TEXT TO READ =
━━━━━━━━━━━━━━━━━━━━━━━━━━━━━━

Robert C. Donnelly Dark Rose

A soft-boiled history of vice rackets and crooked cops in the City of Bridges.

Robert C. Donnelly's history of organized crime and political corruption in Portland in the 1950s could have been as riveting as a James Ellroy novel. Instead, it reads like a textbook written by an assistant professor of history at Gonzaga University, which, of course, Donnelly is.

Dark Rose (University of Washington Press, 208 pages, $22.50) tells how a cabal of Seattle mobsters, Teamsters union officials and corrupt politicians tried to muscle in on the vice rackets controlled in the Rose City by "vice czar" Jim Elkins, an unlikely godfather who resembled John Gotti less than he did Pa Kent. Elkins double-crossed the wiseguys—and a Multnomah County DA on the take—by taping their conversations and ratting them out to two Oregonian reporters who wrote a Pulitzer Prize-winning exposé on vice in Portland. This inspired act of public-service journalism was clouded by the fact the intrepid reporters shielded their source's own criminal hijinks. 

In recounting one of the most fascinating and colorful periods in Portland's history, Donnelly has managed to drape blankets over the hoochie-coochie girls, pour all the bootleg liquor down a street drain, and drive spikes into the pinball machines that once proliferated as gambling devices throughout the city.

━━━━━━━━━━━━━━━━━━━━━━━━━━━━━━

INFORMATION PROVIDED =
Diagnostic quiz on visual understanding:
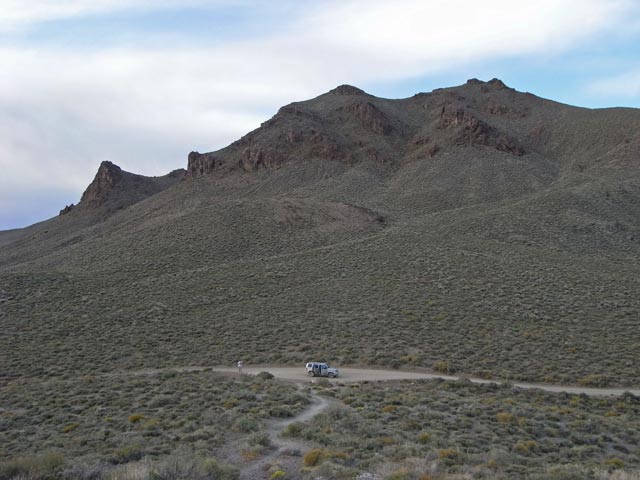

━━━━━━━━━━━━━━━━━━━━━━━━━━━━━━

CHALLENGES =
**A)** In the review of Dark Rose, condense the paragraph beginning "Dark Rose (University of Washington Press" into a short bulleted list that keeps its main facts.
**B)** Decide whether each statement agrees with the review of Dark Rose. Answer yes or no for each, and quote the words of the review that decide it.
(i) Donnelly is an assistant professor of history at Gonzaga University.
(ii) A single Oregonian reporter wrote the exposé on vice in Portland.
(iii) Jim Elkins recorded the conversations of the people he double-crossed.
**C)** According to the review of Dark Rose, what title did Jim Elkins hold in Portland?

TASK-BY-TASK SOLUTIONS =
**A)**
- Dark Rose is published by University of Washington Press and runs 208 pages at $22.50.
- It tells how Seattle mobsters, Teamsters union officials and corrupt politicians tried to take over the Portland vice rackets controlled by "vice czar" Jim Elkins.
- Elkins double-crossed them and a corrupt Multnomah County DA by taping their conversations and handing them to two Oregonian reporters.
- The reporters' exposé on vice in Portland won a Pulitzer Prize.
- The reporters also shielded Elkins's own criminal activity.

**B)**
(i) Yes: "an assistant professor of history at Gonzaga University, which, of course, Donnelly is"
(ii) No: "ratting them out to two Oregonian reporters"
(iii) Yes: "by taping their conversations"

**C)** He was the "vice czar" of the Rose City.